Walls lean and tilt like stacked building blocks. Pop-eyed windows and cylindrical outcroppings appear ready to roll loose. Alice-in-Wonderland balconies and walkways look out over high-tech research labs, and staircases seem suspended in air.

 

But the nearly $300-million (U.S.) building designed by renowned architect Frank O. Gehry is as much for work as play. MIT's Computer Science and Artificial Intelligence Laboratory, or CSAIL, and other departments moved in even as construction workers were adding the finishing touches.

 

University officials sought an unconventional design to help stir MIT's famous broth of creativity. They also wanted to attract top talent and banish MIT's reputation as a warren of dowdy buildings.

 

"We hope that it's going to be a building that will inspire people, make them think a little bit, and will frankly show a little bit of the audacity and fun we have at MIT, as well as the hard work we do," MIT president Charles M. Vest said.

 

Faculty have reacted to the building in ways uncharacteristic of MIT. CSAIL Director Rodney Brooks joked that "it's hard for a technologist to talk about it," but said researchers wanted to be in a place that makes the heart, not just the mind, soar. "I view it as a place to inspire people to do their research, to feel comfortable, to have amenities, to be part of campus, to connect back to the undergraduates," he said.

 

The campus long known for its innovative engineering work has not kept pace with modernity, Vest said. Faculty and students have toiled for decades in turn-of-the-century Beaux Arts buildings and drab utilitarian offices and labs.

 

About 15 years ago, school officials set out to change that with a master building plan. They demolished the beloved, Second World War-era Building 20, which housed the famous "rad lab" where radar was developed, to make room for the capstone project, the Stata Center.

 

Gehry, whose designs include the acclaimed Guggenheim Museum in Bilbao, Spain, and the new Walt Disney Concert Hall in Los Angeles, said that even if critics believe the Stata Center is "a bit kooky," they'll find that it fits into the landscape of nearby MIT buildings.

RECORDS:

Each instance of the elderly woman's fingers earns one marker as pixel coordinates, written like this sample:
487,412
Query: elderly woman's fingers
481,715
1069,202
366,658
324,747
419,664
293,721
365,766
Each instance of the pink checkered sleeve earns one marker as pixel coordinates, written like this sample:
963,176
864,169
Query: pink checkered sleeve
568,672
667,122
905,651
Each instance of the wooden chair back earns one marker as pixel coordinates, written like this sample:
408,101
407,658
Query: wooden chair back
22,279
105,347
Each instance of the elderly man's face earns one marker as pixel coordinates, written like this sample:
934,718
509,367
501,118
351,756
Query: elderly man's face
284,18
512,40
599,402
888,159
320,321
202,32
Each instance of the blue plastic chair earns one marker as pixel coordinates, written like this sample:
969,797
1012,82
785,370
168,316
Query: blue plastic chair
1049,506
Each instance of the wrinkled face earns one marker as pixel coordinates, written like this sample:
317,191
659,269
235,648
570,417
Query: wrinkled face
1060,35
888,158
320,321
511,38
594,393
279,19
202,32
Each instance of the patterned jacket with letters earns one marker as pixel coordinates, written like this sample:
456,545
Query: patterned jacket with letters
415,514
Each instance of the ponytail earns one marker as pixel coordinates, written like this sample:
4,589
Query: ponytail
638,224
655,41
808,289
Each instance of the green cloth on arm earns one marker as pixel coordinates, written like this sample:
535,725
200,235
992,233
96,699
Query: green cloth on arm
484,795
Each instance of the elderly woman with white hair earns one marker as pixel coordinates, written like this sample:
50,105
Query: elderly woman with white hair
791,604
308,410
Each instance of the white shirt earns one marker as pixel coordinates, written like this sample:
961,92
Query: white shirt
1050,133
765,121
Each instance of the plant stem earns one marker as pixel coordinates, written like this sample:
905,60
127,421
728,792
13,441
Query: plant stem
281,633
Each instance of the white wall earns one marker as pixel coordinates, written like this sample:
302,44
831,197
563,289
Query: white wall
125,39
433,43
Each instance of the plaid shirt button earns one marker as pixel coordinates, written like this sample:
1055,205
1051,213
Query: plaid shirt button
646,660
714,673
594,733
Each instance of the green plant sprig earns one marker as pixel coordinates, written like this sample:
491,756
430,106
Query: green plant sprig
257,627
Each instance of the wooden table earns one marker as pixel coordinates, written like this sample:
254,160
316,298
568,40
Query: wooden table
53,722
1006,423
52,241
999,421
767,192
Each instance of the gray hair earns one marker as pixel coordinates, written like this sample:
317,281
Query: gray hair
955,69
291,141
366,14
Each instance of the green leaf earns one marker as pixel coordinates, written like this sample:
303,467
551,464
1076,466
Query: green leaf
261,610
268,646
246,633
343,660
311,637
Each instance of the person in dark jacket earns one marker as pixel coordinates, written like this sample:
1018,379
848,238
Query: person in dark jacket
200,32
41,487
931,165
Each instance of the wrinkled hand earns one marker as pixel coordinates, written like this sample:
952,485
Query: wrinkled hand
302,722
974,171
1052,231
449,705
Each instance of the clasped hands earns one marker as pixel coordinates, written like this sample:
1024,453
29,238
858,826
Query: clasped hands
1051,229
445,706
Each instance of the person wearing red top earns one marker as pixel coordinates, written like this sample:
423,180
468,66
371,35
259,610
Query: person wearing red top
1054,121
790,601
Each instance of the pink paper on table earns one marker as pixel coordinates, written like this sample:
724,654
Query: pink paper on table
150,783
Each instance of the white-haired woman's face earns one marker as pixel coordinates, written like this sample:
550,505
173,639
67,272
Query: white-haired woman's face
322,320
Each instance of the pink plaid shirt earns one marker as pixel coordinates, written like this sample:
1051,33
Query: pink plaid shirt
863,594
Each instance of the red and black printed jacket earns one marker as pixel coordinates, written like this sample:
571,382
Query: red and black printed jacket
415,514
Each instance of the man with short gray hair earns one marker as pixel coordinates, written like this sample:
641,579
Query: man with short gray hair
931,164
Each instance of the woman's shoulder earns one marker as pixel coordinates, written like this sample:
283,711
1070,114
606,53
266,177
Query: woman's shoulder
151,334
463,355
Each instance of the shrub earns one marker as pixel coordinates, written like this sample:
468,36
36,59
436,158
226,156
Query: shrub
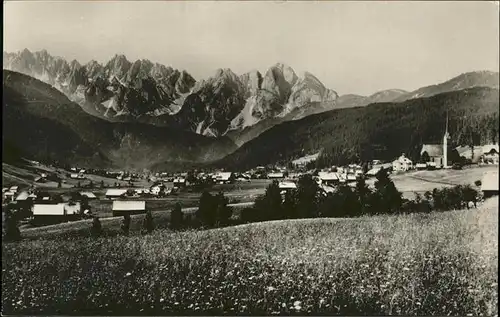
268,206
12,232
176,217
147,223
213,210
126,225
96,227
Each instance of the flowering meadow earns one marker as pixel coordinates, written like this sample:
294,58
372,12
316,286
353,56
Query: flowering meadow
419,264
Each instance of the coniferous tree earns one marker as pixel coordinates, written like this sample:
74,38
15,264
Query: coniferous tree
176,217
147,223
126,224
12,232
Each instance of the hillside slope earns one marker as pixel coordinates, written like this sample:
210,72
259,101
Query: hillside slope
378,131
45,125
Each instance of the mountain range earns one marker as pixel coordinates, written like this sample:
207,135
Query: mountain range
42,123
147,92
143,114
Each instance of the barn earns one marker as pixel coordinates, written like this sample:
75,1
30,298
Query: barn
489,184
51,213
115,193
128,207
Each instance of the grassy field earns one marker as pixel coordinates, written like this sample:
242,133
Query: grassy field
434,264
422,181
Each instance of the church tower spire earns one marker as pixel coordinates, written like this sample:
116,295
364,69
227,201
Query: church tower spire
445,144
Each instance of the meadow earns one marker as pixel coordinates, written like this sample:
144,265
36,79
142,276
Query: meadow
419,264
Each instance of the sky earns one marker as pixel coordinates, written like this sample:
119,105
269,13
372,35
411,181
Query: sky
352,47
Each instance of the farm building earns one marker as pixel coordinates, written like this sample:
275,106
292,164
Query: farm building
130,207
490,153
224,177
180,182
52,213
474,154
328,178
89,195
275,175
287,185
402,164
115,193
489,184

AIM OF THE EXERCISE:
Could you repeat word for word everything in the passage about MIT's Stata Center from "About 15 years" down to "the Stata Center."?

COMPLETE OUTPUT:
About 15 years ago, school officials set out to change that with a master building plan. They demolished the beloved, Second World War-era Building 20, which housed the famous "rad lab" where radar was developed, to make room for the capstone project, the Stata Center.